WRITTEN REQUEST 1 – Please revise the listing starting at the line that contains "For this drill the class indicates the black barrier" and ending at the end of the listing, changing "drill" to "exercise" and keeping everything else as it is.

SELECTED TEXT –
-----
Once you have created your app, open its settings and navigate to Keys and Access Tokens.
Copy-paste the four keys you see into the block of code below.

# Replace these with your Twitter access keys - DO NOT SHARE YOUR KEYS WITH OTHERS
consumer_key <- "xxxxxxxxxxxx"
consumer_secret <- "xxxxxxxxxxxxxxxxxxxxxxxx"
access_token <- "xxxxxxxxxxxxxxxxxxxxxxxx"
access_token_secret <- "xxxxxxxxxxxxxxxxxxxxxxxx"

# Now, authorize R to use Twitter using those keys
# Remember to select "1" to answer "Yes" to the question about caching.
setup_twitter_oauth(consumer_key, consumer_secret, access_token, access_token_secret)

Finally, we need to actually download all of those data. This is really two steps: download tweets as a list, then convert the list into a data frame. We’ll just grab the most recent 2000, but you could grab all of them if you wanted to.

twitter_list <- searchTwitter("#siop18", n=2000)
twitter_tbl <- as.tibble(twListToDF(twitter_list))

Challenge 2: Pre-process the tweets, convert into a corpus, then into a dataset

That text is pretty messy – there’s a lot of noise and nonsense in there. If you take a look at a few tweets in twitter_tbl, you’ll see the problem yourself. To deal with this, you need to pre-process. I would normally do this in a tidyverse magrittr pipe but will write it all out to make it a smidge clearer (although much longer).

Importantly, this won’t get everything. There is a lot more pre-processing you could do to get this dataset even cleaner, if you were going to use this for something other than a blog post! But this will get you most of the way there, and close enough that the analysis we’re going to do afterward won’t be affected.

# Isolate the tweet text as a vector
tweets <- twitter_tbl$text
# Get rid of retweets
tweets <- tweets[str_sub(tweets,1,2)!="RT"]
# Strip out clearly non-English characters (emoji, pictographic language characters)
tweets <- str_replace_all(tweets, "\\p{So}|\\p{Cn}", "")
# Convert to ASCII, which removes other non-English characters
tweets <- iconv(tweets, "UTF-8", "ASCII", sub="")
# Strip out links
tweets <- str_replace_all(tweets, "http[[:alnum:][:punct:]]*", "")
# Everything to lower case
tweets <- str_to_lower(tweets)
# Strip out hashtags and at-mentions
tweets <- str_replace_all(tweets, "[@#][:alnum:]*", "")
# Strip out numbers and punctuation and whitespace
tweets <- stripWhitespace(removePunctuation(removeNumbers(tweets)))
-----
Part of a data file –
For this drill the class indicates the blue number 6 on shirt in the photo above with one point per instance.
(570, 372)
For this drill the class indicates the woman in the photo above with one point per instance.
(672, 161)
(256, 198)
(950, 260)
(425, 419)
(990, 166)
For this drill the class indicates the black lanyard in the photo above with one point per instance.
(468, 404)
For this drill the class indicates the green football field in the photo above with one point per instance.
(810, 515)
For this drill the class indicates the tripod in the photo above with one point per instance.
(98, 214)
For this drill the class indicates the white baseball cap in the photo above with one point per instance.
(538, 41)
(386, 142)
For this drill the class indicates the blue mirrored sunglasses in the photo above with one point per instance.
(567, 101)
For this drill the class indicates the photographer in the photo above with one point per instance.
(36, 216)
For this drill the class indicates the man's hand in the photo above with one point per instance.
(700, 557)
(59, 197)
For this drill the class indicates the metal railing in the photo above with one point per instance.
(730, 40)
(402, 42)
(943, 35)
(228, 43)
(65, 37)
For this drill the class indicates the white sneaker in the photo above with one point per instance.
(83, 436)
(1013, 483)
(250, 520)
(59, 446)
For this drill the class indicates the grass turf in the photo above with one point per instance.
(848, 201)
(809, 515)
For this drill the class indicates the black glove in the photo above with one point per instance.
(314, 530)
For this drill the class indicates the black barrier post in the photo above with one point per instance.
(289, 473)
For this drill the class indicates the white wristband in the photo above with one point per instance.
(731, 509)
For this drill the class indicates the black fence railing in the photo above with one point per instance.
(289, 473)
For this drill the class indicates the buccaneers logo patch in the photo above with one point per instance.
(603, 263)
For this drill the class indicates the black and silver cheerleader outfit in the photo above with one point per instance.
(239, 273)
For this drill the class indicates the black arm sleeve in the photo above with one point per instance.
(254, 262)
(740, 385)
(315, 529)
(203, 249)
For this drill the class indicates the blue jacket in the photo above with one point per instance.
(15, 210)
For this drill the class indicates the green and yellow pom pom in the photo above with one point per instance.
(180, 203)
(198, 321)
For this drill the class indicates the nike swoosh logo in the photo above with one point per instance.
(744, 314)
-----
WRITTEN REQUEST 2 – Pick up the tutorial on collecting and cleaning #siop18 tweets in R after its final line, and keep writing.

EXERCISE RESULT 1 –
For this exercise the class indicates the black barrier post in the photo above with one point per instance.
(289, 473)
For this exercise the class indicates the white wristband in the photo above with one point per instance.
(731, 509)
For this exercise the class indicates the black fence railing in the photo above with one point per instance.
(289, 473)
For this exercise the class indicates the buccaneers logo patch in the photo above with one point per instance.
(603, 263)
For this exercise the class indicates the black and silver cheerleader outfit in the photo above with one point per instance.
(239, 273)
For this exercise the class indicates the black arm sleeve in the photo above with one point per instance.
(254, 262)
(740, 385)
(315, 529)
(203, 249)
For this exercise the class indicates the blue jacket in the photo above with one point per instance.
(15, 210)
For this exercise the class indicates the green and yellow pom pom in the photo above with one point per instance.
(180, 203)
(198, 321)
For this exercise the class indicates the nike swoosh logo in the photo above with one point per instance.
(744, 314)

EXERCISE RESULT 2 –
# Strip out stopwords 
tweets <- removeWords(tweets, stopwords("en"))
# Stem words
tweets <- stemDocument(tweets)
# Convert to corpus
tweets_corpus <- Corpus(VectorSource(tweets))
# Convert to document-term matrix (dataset)
tweets_dtm <- DocumentTermMatrix(tweets_corpus)
# Get rid of relatively unusual terms
tweets_dtm <- removeSparseTerms(tweets_dtm, 0.99)

Challenge 3: Get a general sense of topics based upon word counts alone

Now that we have a dataset, let’s do a basic wordcloud visualization. I would recommend against trying to interpret this too closely, but it’s useful to double-check that we didn’t miss anything (e.g., if there was a huge “ASDFKLAS” in this word cloud, it would be a signal that I did something wrong in pre-processing). It’s also great coffee-table conversation?

# Create wordcloud
wordCounts <- colSums(as.tibble(as.matrix(tweets_dtm)))
wordNames <- names(as.tibble(as.matrix(tweets_dtm)))
wordcloud(wordNames, wordCounts, max.words=75)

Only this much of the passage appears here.